**Source passage:**
· · · · ·

Pinterest Image Specs and Design Tips for Creators and E-Commerce Brands

A practical guide to Pinterest image and video specs — Standard Pins, Idea Pins, Shopping Ads, Showcase Ads, and more — plus what makes Pinterest content perform differently from every other platform.

Pinterest occupies a unique position among social platforms. Users arrive with intent — they are planning a project, researching a purchase, gathering ideas, or looking for inspiration on a specific topic. They are not passively scrolling through updates from people they know. They are actively searching for something.

This changes almost everything about how content needs to be designed for the platform. A static image that performs on Instagram because it is visually striking may sit completely unnoticed on Pinterest if it does not communicate a clear subject and payoff. Pinterest is a visual search engine as much as it is a social network, and content that performs well here answers a question before the viewer has to ask it.

This guide covers every Pinterest format with exact specifications, plus practical design advice for each.

Standard Pin — The Foundation

The Standard Pin is the primary content format on Pinterest. It appears in the home feed, in search results, and on profile boards.

Image:

  • Dimensions: 1000 × 1500 pixels
  • Aspect ratio: 2:3
  • File type: JPG or PNG
  • File size: Up to 20MB

Video:

  • Dimensions: 1000 × 1500 pixels
  • Aspect ratio: 2:3
  • File type: MP4, MOV, or M4V
  • File size: Up to 32MB
  • Encoding: H.264 or H.265

The 2:3 ratio is the recommended standard for good reason: it occupies the maximum vertical space in the feed while staying within the ratio Pinterest renders without cropping. Pins taller than 2:3 — such as long infographics at 1:2.1 or longer — will be cropped to 2:3 in the feed view, with a “See more” indicator that requires an additional tap.

This cropping behaviour has a practical consequence for design. If you are creating a tall pin with content that spans the full length, the most important information needs to be in the top two-thirds of the image — specifically within the 1000 × 1500 crop zone — because that is what a viewer sees without tapping.

· · · · ·

**Given data:**

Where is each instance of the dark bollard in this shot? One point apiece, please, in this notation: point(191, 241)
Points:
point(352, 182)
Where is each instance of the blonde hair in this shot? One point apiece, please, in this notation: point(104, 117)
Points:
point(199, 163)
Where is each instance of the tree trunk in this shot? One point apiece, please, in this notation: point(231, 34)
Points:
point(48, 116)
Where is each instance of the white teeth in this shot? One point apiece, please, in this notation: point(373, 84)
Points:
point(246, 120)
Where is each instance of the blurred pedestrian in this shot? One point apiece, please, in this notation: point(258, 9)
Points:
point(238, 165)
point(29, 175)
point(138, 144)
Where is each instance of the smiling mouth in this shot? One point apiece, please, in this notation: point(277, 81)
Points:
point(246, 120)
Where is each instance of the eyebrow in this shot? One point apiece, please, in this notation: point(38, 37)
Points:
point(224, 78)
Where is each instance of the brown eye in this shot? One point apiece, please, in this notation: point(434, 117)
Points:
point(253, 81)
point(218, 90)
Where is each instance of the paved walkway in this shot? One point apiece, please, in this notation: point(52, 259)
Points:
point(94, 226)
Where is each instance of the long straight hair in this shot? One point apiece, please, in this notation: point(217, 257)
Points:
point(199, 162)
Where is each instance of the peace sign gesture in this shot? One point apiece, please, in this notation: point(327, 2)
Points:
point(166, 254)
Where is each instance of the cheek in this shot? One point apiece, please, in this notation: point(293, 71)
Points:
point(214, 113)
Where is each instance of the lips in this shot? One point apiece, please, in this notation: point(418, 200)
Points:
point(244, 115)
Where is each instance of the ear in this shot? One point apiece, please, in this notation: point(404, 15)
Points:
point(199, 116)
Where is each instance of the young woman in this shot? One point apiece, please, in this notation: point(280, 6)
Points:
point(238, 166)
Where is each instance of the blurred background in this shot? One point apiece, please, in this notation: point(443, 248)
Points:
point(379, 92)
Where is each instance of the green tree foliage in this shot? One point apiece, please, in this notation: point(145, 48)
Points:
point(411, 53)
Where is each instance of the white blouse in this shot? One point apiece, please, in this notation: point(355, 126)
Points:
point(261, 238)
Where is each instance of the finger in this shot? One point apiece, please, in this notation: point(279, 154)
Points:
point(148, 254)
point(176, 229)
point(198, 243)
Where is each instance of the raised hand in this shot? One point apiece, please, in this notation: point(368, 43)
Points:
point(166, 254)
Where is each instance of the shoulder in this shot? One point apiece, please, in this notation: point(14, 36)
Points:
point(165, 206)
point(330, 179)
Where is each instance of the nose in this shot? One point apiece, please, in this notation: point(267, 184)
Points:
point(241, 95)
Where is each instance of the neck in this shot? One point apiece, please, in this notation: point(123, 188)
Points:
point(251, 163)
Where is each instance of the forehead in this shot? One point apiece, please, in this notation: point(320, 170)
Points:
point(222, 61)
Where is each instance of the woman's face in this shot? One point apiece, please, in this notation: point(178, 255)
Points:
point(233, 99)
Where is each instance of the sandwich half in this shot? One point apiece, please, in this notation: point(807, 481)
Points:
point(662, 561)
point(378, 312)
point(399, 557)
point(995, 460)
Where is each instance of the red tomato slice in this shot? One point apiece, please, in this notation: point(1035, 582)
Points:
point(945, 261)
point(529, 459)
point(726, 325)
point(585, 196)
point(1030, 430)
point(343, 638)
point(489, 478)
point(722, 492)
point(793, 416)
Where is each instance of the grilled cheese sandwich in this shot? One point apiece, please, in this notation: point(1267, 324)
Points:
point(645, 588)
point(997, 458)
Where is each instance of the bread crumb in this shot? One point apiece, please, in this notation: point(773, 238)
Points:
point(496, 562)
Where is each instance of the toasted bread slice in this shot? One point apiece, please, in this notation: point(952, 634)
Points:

· · · · ·

**Instructions:**
[a] From the summary sentence under the title of the Pinterest guide, list every Pinterest format it names.
[b] Answer these from the Pinterest guide, one answer per line, marked to match:
(i) What is the maximum file size for a Standard Pin image?
(ii) Which encodings are listed for Standard Pin video?
(iii) What indicator appears on pins taller than 2:3 when they are cropped in the feed?
[c] Please reproduce the passage of the Pinterest guide between "Pinterest occupies a" and "has to ask it.", inclusive.

**Answers for this exercise:**
[a] Standard Pins, Idea Pins, Shopping Ads, Showcase Ads

[b]
(i) Up to 20MB
(ii) H.264 or H.265
(iii) A "See more" indicator

[c]
Pinterest occupies a unique position among social platforms. Users arrive with intent — they are planning a project, researching a purchase, gathering ideas, or looking for inspiration on a specific topic. They are not passively scrolling through updates from people they know. They are actively searching for something.

This changes almost everything about how content needs to be designed for the platform. A static image that performs on Instagram because it is visually striking may sit completely unnoticed on Pinterest if it does not communicate a clear subject and payoff. Pinterest is a visual search engine as much as it is a social network, and content that performs well here answers a question before the viewer has to ask it.